All of the material below is to be repeated exactly.

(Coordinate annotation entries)
====

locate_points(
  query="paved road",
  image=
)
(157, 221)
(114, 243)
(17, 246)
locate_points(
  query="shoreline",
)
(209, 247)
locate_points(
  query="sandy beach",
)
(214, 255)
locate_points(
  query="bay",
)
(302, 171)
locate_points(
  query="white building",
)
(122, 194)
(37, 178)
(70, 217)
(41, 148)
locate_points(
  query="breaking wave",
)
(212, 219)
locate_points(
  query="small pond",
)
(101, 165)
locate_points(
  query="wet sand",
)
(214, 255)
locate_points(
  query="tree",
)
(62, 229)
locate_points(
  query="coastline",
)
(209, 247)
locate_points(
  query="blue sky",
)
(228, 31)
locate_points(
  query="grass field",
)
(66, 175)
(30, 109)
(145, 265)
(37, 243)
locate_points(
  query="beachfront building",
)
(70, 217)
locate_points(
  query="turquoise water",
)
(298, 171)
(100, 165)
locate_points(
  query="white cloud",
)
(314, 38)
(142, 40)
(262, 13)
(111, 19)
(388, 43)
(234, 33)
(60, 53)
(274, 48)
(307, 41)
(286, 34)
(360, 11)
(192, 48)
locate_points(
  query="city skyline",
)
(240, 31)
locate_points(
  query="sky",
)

====

Answer in full
locate_points(
  query="paved road",
  image=
)
(157, 221)
(114, 243)
(17, 246)
locate_points(
  query="shoreline",
)
(209, 247)
locate_points(
  query="sandy beach",
)
(214, 255)
locate_points(
  query="bay",
)
(302, 171)
locate_points(
  query="white building",
)
(122, 194)
(37, 178)
(70, 217)
(41, 148)
locate_points(
  query="breaking wave",
)
(212, 219)
locate_points(
  query="small pond",
)
(101, 165)
locate_points(
  query="wet sand",
)
(214, 255)
locate_points(
  query="tree",
)
(62, 229)
locate_points(
  query="coastline",
)
(209, 247)
locate_points(
  query="blue sky",
)
(228, 31)
locate_points(
  query="grass field",
)
(66, 175)
(30, 109)
(145, 265)
(37, 243)
locate_points(
  query="beachfront building",
)
(70, 217)
locate_points(
  query="turquoise water",
)
(298, 171)
(100, 165)
locate_points(
  query="white cloud",
)
(314, 38)
(142, 40)
(262, 13)
(111, 19)
(388, 43)
(234, 33)
(60, 53)
(274, 48)
(307, 41)
(286, 34)
(360, 11)
(192, 48)
locate_points(
  query="city skyline",
)
(240, 31)
locate_points(
  query="sky",
)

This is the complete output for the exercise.